Chien Yu-hsiu 簡佑修

Personal information
- Born: 29 February 1980 (age 46) New Taipei City, Taiwan
- Height: 1.68 m (5 ft 6 in)
- Weight: 63 kg (139 lb)

Sport
- Country: Republic of China (Taiwan)
- Sport: Badminton
- Handedness: Right
- Event: Men's singles

Men's singles
- BWF profile

Medal record
Men's badminton
Representing Chinese Taipei
Asian Junior Championships
| Gold medal – first place | 1998 Kuala Lumpur | Boys' singles |
| Bronze medal – third place | 1998 Kuala Lumpur | Boys' team |

= Chien Yu-hsiu =

Chien Yu-hsiu (简佑修 (簡佑修, Jiǎn Yùxiù, Chien Yü-hsiu); born 29 February 1980) is a former badminton player from the Republic of China. Chien graduated from the National Taiwan Sport University and now works as junior coach in Hsinchu. He won the 1998 Asian Junior Championships in the boys' singles event. Chien won the senior international tournament at the 2003 U.S. Open. He competed at the 1998 Asian Games, and 2004 Summer Olympics.

# PROVIDED DATA
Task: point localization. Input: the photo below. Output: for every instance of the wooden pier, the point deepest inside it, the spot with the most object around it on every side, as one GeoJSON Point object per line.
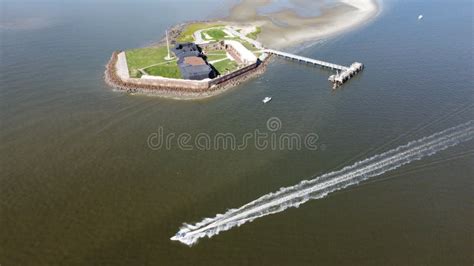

# PROBLEM
Extend the biography of the badminton player Chien Yu-hsiu, picking up after its last sentence.

# RESPONSE
His brother Chien Yu-hsun also a professional badminton player.

== Achievements ==

=== World Junior Championships ===
Boys' doubles

| Year | Venue | Partner | Opponent | Score | Result |
|---|---|---|---|---|---|
| 1996 | Silkeborg Hallerne, Silkeborg, Denmark | TPE Huang Shih-chung | MAS Jeremy Gan MAS Chan Chong Ming | 17–18, 7–15 | Silver |

=== Asian Junior Championships ===
Boys' singles

| Year | Venue | Opponent | Score | Result |
|---|---|---|---|---|
| 1998 | Kuala Lumpur Badminton Stadium, Kuala Lumpur, Malaysia | INA Endra Feryanto | 15–1, 15–1 | Gold |

===IBF World Grand Prix===
The World Badminton Grand Prix sanctioned by International Badminton Federation (IBF) since 1983.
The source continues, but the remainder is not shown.